- PROBLEMS AND TASKS
1. In the ASSP forum post, how would you restate the paragraph beginning "There are all wishes build in" more briefly while keeping its main facts?
2. Reproduce the ASSP forum post word for word between "There are all" and "days later .", inclusive.

- QUOTED TEXT
──────────────────────────────
I do not understand the discussion !

There are all wishes build in (assp) except removing mails with the same 
subject - I do not love this idea, because the subject is ignored by 
rebuildspamdb - only the body is used and mails with the same body are 
ignored (except one) and will be deleted 60 days later .

-------------------------------------------
['MaintBayesCollection','Maintenance for Bayesian 
Collection',0,\&checkbox,'','(.*)',undef,
  'Set this to on, if you want ASSP to run a maintenance tasks on the 
bayesian collection folders ( spamlog , notspamlog , correctedspam , 
correctednotspam ). ASSP will delete the oldest files until the number of 
files per folder reaches MaxFiles. If you want ASSP to delete files 
because of their age instead of the number of files ( MaxFiles ), setup 
MaxBayesFileAge and/or MaxCorrectedDays to your needs.<br />
  This option is usefull, if UseSubjectsAsMaillogNames is set to on and 
doMove2Num is set to off, because in this case the number of files in 
every collection folder will grow 
infinite.',undef,undef,'msg006140','msg006141'],

['MaxBayesFileAge','Max Age of Bayes 
Files',10,\&textinput,0,'(\d+)',undef,
  'The maximum file age in days of every file in every bayesian collection 
folder ( spamlog , notspamlog ). If MaintBayesCollection is set to on and 
a file is older than this number in days, the file will be deleted.
──────────────────────────────
- ITEMS
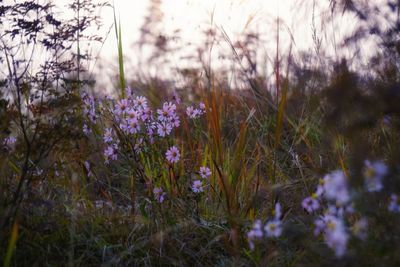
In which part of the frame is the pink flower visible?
[141,107,153,121]
[172,90,181,105]
[192,180,204,194]
[157,121,172,137]
[104,144,118,163]
[103,128,114,143]
[165,146,181,163]
[114,99,129,115]
[157,102,176,121]
[247,220,264,250]
[153,187,166,203]
[186,106,202,119]
[133,96,147,109]
[170,115,181,128]
[200,167,211,179]
[301,197,319,213]
[127,109,140,122]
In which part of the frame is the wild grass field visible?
[0,0,400,266]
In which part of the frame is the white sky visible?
[90,0,352,87]
[2,0,366,90]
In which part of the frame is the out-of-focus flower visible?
[192,180,204,194]
[103,128,114,143]
[264,220,282,237]
[352,218,368,240]
[247,220,264,250]
[314,218,326,236]
[388,194,400,213]
[301,196,320,213]
[3,136,17,150]
[186,106,202,119]
[104,144,118,163]
[364,160,388,192]
[165,146,181,163]
[82,123,92,136]
[169,115,181,128]
[323,170,350,206]
[314,214,349,257]
[200,167,211,179]
[157,121,172,137]
[114,99,129,115]
[327,203,354,217]
[324,216,349,257]
[153,187,166,203]
[274,202,282,220]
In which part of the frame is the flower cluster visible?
[153,187,167,203]
[192,166,211,194]
[3,136,17,150]
[247,202,282,250]
[165,146,181,164]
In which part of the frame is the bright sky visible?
[90,0,351,87]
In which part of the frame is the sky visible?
[0,0,362,90]
[86,0,352,87]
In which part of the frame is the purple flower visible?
[165,146,181,163]
[324,170,350,205]
[364,160,388,192]
[153,187,166,203]
[104,144,118,163]
[199,102,206,113]
[140,107,153,122]
[157,121,172,137]
[169,115,181,128]
[126,109,140,122]
[186,106,201,119]
[324,216,349,257]
[172,90,181,105]
[352,218,368,240]
[388,194,400,213]
[274,202,282,220]
[264,220,282,237]
[3,136,17,150]
[103,128,114,143]
[133,96,147,110]
[301,197,319,213]
[157,102,176,121]
[192,180,204,194]
[82,123,92,136]
[114,99,129,115]
[200,167,211,179]
[83,161,92,177]
[314,214,349,257]
[247,220,264,250]
[128,121,140,134]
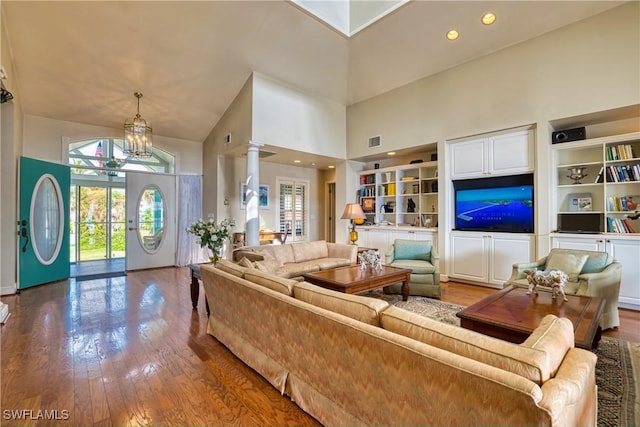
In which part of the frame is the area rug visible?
[368,291,640,427]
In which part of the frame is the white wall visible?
[347,2,640,158]
[203,73,344,240]
[0,11,23,295]
[202,76,253,222]
[24,115,202,175]
[252,73,347,159]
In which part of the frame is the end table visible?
──────────────────────────────
- RESPONSES TO THE TASKS
1. Every requested feature is already built into ASSP except removing mails with the same subject. The poster dislikes that idea because rebuildspamdb ignores the subject and uses only the body. Of mails with the same body, all but one are ignored, and they are deleted 60 days later.

2.
There are all wishes build in (assp) except removing mails with the same 
subject - I do not love this idea, because the subject is ignored by 
rebuildspamdb - only the body is used and mails with the same body are 
ignored (except one) and will be deleted 60 days later .